● Work request
Transcribe the entries exactly as they stand below, passing over any picture.

====== Material for this task ======

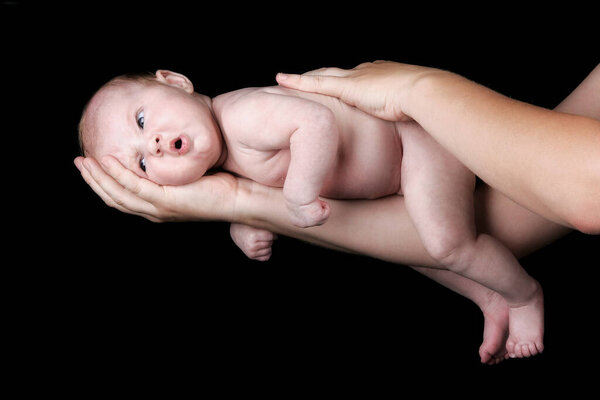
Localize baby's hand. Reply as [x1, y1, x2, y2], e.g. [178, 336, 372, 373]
[286, 198, 330, 228]
[230, 223, 277, 261]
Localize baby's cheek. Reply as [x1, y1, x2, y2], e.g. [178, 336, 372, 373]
[149, 158, 206, 185]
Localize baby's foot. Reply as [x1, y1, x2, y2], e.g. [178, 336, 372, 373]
[506, 282, 544, 358]
[230, 223, 277, 261]
[478, 290, 509, 365]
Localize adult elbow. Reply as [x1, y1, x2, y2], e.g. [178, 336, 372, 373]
[568, 169, 600, 234]
[570, 215, 600, 235]
[569, 202, 600, 234]
[570, 142, 600, 234]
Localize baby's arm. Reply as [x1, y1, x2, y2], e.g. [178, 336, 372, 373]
[227, 90, 339, 227]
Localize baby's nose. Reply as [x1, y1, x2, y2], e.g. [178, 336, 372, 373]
[147, 134, 163, 156]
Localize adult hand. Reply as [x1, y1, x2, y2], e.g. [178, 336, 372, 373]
[276, 60, 442, 122]
[74, 155, 239, 222]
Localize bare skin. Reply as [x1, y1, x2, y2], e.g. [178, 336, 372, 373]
[275, 61, 599, 360]
[75, 156, 567, 363]
[277, 62, 600, 233]
[74, 62, 596, 363]
[82, 72, 546, 358]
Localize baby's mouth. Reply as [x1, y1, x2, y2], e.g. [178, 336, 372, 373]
[170, 135, 190, 155]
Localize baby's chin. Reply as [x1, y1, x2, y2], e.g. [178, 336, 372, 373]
[150, 171, 205, 186]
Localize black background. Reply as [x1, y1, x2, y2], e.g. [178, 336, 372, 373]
[4, 2, 599, 393]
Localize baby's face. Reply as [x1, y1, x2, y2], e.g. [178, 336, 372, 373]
[89, 79, 222, 185]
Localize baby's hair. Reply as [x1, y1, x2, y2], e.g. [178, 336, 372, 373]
[78, 71, 157, 156]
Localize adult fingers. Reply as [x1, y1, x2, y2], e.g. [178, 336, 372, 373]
[99, 155, 167, 206]
[302, 67, 349, 77]
[276, 70, 347, 98]
[75, 156, 123, 211]
[79, 156, 162, 220]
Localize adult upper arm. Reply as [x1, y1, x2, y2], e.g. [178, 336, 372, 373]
[557, 64, 600, 119]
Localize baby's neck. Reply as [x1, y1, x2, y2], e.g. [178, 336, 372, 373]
[214, 142, 228, 169]
[204, 95, 228, 169]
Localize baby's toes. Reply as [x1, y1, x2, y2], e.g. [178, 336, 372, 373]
[520, 344, 532, 357]
[529, 342, 544, 357]
[535, 341, 544, 354]
[506, 340, 516, 357]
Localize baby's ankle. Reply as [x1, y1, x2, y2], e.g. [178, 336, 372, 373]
[508, 280, 543, 308]
[477, 289, 505, 313]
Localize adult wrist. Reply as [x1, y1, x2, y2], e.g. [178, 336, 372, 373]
[230, 178, 280, 227]
[403, 69, 461, 120]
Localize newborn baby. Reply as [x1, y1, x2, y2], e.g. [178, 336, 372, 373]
[79, 70, 545, 359]
[79, 70, 404, 227]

======

● The answer
Localize baby's hand. Reply as [x1, y1, x2, y2], e.g. [178, 336, 372, 373]
[286, 198, 330, 228]
[230, 223, 277, 261]
Localize baby's cheek. Reply as [x1, y1, x2, y2], e.g. [178, 336, 372, 373]
[149, 158, 206, 185]
Localize baby's foot. Reply as [x1, y1, x2, y2], e.g. [178, 336, 372, 373]
[506, 282, 544, 358]
[230, 223, 277, 261]
[478, 290, 509, 365]
Localize adult elbow. Reply as [x1, y1, x2, y2], e.g. [178, 336, 372, 373]
[568, 169, 600, 234]
[570, 215, 600, 235]
[569, 202, 600, 234]
[570, 142, 600, 234]
Localize baby's arm. Reply as [x1, y1, x2, y2], e.g. [178, 336, 372, 373]
[227, 90, 339, 227]
Localize baby's nose. Reply as [x1, y1, x2, y2], e.g. [178, 336, 372, 373]
[147, 134, 163, 156]
Localize adult hand. Reply as [x1, y1, x2, y2], e.g. [178, 336, 372, 373]
[276, 60, 442, 122]
[74, 155, 239, 222]
Localize bare skin. Reply as [x1, y1, x2, y2], e.g. [178, 336, 372, 373]
[275, 61, 599, 360]
[75, 156, 567, 363]
[277, 62, 600, 233]
[74, 62, 596, 363]
[82, 72, 546, 358]
Localize baby's mouth. Reply as [x1, y1, x2, y2], e.g. [178, 336, 372, 373]
[170, 135, 190, 155]
Localize baby's chin. Reply as [x1, y1, x2, y2], e.g. [178, 336, 372, 373]
[150, 171, 205, 186]
Localize black background. Reply as [x1, y1, x2, y2], e.g. [178, 336, 372, 373]
[4, 2, 599, 393]
Localize baby's face. Reply as [x1, y1, x2, y2], e.g. [178, 336, 372, 373]
[89, 79, 222, 185]
Localize baby's hair. Reply as [x1, y1, x2, y2], e.g. [178, 336, 372, 373]
[78, 71, 157, 156]
Localize adult fingers. Reply as [x1, y1, x2, y2], e.g. [178, 336, 372, 373]
[99, 155, 167, 206]
[302, 67, 349, 77]
[276, 70, 347, 98]
[75, 156, 123, 211]
[79, 156, 162, 220]
Localize adult upper arm. Reply as [x1, y1, x2, y2], e.g. [178, 336, 372, 373]
[557, 64, 600, 119]
Localize baby's neck. Reply as [x1, y1, x2, y2], e.g. [178, 336, 372, 373]
[214, 142, 228, 169]
[204, 95, 228, 169]
Localize baby's toes. Reply as [x1, y1, x2, y2], e.g. [178, 336, 372, 373]
[520, 344, 532, 357]
[529, 342, 544, 357]
[535, 341, 544, 354]
[506, 340, 516, 357]
Localize baby's ankle. Reply as [x1, y1, x2, y2], e.g. [178, 336, 372, 373]
[508, 280, 543, 308]
[477, 289, 505, 313]
Localize adult wrist. Reply as [x1, y1, x2, y2], e.g. [178, 336, 372, 373]
[230, 178, 280, 227]
[403, 69, 461, 120]
Localize newborn baby. Reply as [x1, y1, x2, y2], e.g. [178, 336, 372, 373]
[79, 70, 545, 359]
[79, 70, 404, 227]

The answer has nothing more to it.